Excerpts of labeled region data:
=====

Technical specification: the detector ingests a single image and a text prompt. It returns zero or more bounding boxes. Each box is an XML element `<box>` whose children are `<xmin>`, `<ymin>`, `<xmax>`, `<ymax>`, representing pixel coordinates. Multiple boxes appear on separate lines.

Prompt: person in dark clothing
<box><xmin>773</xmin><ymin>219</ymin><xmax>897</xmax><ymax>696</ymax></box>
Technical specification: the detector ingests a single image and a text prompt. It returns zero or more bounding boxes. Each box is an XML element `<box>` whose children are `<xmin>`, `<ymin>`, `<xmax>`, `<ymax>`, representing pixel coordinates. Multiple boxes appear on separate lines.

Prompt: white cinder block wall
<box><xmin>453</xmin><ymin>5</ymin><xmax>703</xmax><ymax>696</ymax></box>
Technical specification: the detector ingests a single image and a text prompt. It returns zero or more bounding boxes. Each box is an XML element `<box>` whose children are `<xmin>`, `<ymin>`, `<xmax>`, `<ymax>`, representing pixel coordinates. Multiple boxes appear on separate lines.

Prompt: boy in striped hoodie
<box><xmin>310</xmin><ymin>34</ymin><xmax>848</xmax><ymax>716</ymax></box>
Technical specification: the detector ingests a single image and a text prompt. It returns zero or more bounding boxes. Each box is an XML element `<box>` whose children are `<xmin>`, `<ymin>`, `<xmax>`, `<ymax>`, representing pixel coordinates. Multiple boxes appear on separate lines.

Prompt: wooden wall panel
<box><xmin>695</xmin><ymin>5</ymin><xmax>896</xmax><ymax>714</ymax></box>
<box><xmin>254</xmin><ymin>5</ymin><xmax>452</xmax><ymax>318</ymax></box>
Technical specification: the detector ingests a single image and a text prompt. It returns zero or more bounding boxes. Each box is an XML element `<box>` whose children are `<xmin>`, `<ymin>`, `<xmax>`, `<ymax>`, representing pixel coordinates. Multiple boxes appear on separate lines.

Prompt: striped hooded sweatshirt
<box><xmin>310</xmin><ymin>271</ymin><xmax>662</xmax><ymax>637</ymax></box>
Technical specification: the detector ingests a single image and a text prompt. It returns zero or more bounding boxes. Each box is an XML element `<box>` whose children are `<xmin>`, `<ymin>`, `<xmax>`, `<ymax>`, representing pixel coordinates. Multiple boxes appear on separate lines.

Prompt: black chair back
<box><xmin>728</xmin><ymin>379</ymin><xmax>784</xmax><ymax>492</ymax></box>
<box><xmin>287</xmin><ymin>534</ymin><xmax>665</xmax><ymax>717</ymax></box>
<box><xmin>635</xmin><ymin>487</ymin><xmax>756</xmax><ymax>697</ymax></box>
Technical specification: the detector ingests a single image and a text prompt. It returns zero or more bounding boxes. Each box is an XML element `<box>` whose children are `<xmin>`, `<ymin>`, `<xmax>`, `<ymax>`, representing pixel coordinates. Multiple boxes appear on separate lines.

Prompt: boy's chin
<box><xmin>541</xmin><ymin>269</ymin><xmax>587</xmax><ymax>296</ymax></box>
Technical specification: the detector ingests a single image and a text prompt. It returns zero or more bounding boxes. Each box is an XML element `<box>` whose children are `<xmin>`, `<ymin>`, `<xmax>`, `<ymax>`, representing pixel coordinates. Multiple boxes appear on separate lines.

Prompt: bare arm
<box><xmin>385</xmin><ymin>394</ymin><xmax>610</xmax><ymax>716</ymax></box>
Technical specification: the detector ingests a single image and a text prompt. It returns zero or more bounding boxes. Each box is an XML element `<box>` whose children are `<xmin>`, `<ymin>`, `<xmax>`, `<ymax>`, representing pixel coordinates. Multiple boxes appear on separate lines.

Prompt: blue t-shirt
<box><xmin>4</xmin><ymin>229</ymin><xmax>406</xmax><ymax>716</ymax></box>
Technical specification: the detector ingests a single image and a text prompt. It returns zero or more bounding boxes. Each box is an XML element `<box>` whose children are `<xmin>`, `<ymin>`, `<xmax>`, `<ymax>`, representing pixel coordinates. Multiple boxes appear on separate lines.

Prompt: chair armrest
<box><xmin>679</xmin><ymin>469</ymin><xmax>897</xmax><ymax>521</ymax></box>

=====

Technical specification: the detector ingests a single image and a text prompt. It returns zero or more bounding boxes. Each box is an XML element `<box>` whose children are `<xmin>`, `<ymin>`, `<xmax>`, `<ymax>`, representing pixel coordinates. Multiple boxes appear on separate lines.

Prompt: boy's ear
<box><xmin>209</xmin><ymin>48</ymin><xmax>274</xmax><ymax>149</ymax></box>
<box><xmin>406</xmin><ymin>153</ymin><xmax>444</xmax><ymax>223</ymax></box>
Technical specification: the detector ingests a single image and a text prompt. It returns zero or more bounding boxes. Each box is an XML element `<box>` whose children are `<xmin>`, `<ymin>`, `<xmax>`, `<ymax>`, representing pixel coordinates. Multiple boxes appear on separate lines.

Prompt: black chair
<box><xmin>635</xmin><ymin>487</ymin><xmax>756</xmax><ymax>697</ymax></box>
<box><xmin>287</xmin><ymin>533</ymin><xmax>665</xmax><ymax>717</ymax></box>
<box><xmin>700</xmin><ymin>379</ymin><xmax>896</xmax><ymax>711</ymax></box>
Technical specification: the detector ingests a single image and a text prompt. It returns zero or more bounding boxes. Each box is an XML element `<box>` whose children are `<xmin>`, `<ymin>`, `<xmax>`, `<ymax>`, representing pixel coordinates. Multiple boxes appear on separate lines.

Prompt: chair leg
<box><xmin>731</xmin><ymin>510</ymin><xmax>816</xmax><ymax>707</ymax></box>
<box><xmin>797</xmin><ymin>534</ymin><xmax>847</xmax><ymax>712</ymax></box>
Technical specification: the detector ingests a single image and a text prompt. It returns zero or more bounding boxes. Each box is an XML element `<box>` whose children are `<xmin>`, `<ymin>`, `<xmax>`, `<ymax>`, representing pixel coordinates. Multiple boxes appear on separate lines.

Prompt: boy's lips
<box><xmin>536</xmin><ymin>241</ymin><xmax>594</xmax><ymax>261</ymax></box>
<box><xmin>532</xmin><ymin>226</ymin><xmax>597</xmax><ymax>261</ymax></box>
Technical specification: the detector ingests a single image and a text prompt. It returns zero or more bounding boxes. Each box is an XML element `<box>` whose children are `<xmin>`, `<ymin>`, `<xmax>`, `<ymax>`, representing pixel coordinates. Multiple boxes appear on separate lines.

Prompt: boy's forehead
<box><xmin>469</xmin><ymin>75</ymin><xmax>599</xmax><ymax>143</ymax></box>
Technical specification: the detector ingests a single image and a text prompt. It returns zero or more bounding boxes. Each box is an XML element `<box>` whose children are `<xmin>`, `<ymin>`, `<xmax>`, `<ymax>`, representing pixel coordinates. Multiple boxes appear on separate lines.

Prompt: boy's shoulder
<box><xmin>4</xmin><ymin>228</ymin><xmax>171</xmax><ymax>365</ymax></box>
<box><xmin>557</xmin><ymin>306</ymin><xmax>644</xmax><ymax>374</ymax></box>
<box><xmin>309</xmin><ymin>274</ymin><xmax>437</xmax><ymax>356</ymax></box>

=====

* **Stated task**: Report how many lines of the data contain the string "black", counting only matches in the same case. Give the number alone.

* **Response for this exercise**: 2